- Short exercise 1:
The forum thread names two problems that could be made irrelevant by implementing applications better. What are they?

===== Passage provided =====

If nobody knows that XYZ exists, nobody can interact (in any way) with XYZ. Simple.
Why let hackers know about a bug as crucial as this without fixing it first and then releasing it?
> If nobody knows that XYZ exists

Why do you think nobody knows?

Well, what to do in such cases is a debatable topic. If you are interested, it's called full disclosure.

Very interesting. Looks like I was taking/thinking about "Coordinated disclosure" which again seems reasonable to me. The only issue is whether the vendor will fix the issue or keep their mouth shut to save money.
I think money shouldn't be important in this case (still talking about Coordinated disclosure), users and the way people see the company are more important. Who cares if you are going to save 1 million if your user base declines by 20% for example.

~ · Post by ~ » Thu Jan 04, 2018 8:22 am

It has already been proved that if the problem was explained in a way that everyone could understand in a technical way as to even implement protection measures, then everyone could be much more prepared to evade them. Everyone would come up with more creative ways to deal with this than hiding the problem, and everyone would be much more competent, as seen on previous decades of PCs.

Now that I think about it, I think that this problem could also be greatly mitigated if most of the data of a program was put on disk and then only a portion of it loaded at a time. The memory usage would be much better, much lower, and storing all data structures mainly on disk for most applications would make hitting enough of very private data (enough to be usable or recognizable) too difficult and infrequent, so storing all user data on disk could also be an option.

Maybe the problem is the whole infrastructure of the systems. Maybe normal applications abuse memory so much that then they worry about failures like this, when they could be much less resource-intensive and much more efficient in speed and memory/resource usage.

So in the whole scheme, if an user space program takes measures like this one (using only on-disk data structures and load them only partially in a tiny memory space of a few RAM pages in size), then that program, which could be a very critical program, would become invulnerable on its own.

As can be seen, it's just a matter of knowing how to use the machine, not really a bug, but a misuse of the machine that is expected to behave like a high-level language like .NET but that in reality needs to behave like a raw machine to be efficient and optimizable at the micro level.

After all the cache is only making what it should to be as fast as it is. There are infinite ways to make Meltdown and Spectre irrelevant by implementing the applications better, the more critical the less present the critical data in memory at all. People only needs to think about how to implement things in better ways, learn Assembly and see why things like this happen, not rely that much in patches that we don't even really know how they work, or whether they will end up keep falling apart because the whole design of the system and programs is still as bad as before.

Now I see that I was right about that programmers really know near to nothing in general about the virtualized/paged environment. They just compile programs but they never think about that memory no is longer sequential as with MS-DOS/Unreal Mode, but now it has a structure and CPU management behavior that they should know to make for minimally decently implemented programs.

The debuggers are probably dummy programs that nobody really understand or use, used only to check well-formed/well-selected opcodes, and other better techniques are actually used to debug. Reverse engineering involves much more than a debugger.

=====

- Short exercise 2:
In the listing below, pick out each line containing the string "track" and copy those lines.

===== Material for this task =====

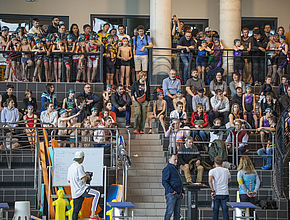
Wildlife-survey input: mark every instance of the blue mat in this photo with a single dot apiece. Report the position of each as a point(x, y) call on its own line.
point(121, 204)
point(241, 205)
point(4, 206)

=====
===== Material for this task =====

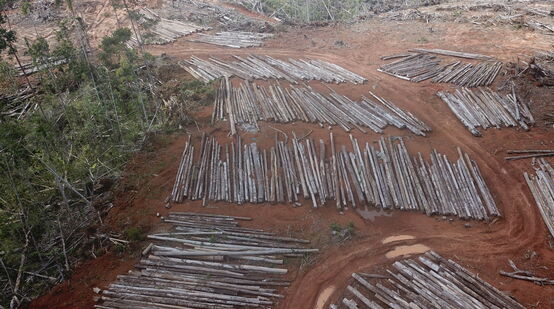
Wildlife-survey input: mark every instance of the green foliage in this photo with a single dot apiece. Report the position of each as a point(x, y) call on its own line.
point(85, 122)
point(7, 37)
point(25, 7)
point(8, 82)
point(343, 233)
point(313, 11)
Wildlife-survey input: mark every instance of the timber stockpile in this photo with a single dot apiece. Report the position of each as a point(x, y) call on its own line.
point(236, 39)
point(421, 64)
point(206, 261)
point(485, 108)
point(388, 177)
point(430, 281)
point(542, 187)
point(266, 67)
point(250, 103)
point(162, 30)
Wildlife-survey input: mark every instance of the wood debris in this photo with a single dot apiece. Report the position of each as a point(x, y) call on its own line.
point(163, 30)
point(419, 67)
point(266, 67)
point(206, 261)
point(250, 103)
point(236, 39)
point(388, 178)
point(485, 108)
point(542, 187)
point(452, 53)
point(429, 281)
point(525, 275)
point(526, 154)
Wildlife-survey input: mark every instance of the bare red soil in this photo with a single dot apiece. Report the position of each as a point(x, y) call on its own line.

=====
===== Material for this task =====

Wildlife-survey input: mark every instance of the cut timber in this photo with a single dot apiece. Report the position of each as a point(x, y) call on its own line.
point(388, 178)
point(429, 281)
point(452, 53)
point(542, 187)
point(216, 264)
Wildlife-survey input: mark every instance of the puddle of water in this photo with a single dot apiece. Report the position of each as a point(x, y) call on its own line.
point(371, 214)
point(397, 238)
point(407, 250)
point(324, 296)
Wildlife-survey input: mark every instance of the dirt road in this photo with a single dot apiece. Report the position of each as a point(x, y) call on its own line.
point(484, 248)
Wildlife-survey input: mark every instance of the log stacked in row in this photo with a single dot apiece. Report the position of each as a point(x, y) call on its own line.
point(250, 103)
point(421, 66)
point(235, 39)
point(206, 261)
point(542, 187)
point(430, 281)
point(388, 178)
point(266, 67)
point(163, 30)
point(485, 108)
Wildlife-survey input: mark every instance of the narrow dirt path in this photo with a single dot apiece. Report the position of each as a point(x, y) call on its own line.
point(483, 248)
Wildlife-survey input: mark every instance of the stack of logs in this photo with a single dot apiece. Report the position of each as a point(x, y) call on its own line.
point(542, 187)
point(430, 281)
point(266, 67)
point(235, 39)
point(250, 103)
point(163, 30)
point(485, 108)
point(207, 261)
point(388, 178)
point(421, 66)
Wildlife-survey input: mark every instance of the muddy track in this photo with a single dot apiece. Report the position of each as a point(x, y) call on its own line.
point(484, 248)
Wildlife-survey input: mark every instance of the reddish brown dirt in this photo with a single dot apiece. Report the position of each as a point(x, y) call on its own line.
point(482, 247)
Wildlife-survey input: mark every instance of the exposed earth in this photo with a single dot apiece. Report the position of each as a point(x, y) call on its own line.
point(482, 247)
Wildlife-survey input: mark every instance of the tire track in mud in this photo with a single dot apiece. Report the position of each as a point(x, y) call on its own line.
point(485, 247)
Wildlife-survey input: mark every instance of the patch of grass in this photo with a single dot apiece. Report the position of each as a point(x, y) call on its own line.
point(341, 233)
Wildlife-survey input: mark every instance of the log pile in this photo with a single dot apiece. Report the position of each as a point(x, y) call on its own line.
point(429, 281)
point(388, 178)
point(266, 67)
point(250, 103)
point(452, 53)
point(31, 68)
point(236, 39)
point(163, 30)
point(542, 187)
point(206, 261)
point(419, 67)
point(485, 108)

=====

- Exercise answer 1:
Meltdown and Spectre.

- Exercise answer 2:
Wildlife-survey input: mark every instance of the muddy track in this photo with a single dot apiece. Report the position of each as a point(x, y) call on its own line.
Wildlife-survey input: mark every instance of the tire track in mud in this photo with a single dot apiece. Report the position of each as a point(x, y) call on its own line.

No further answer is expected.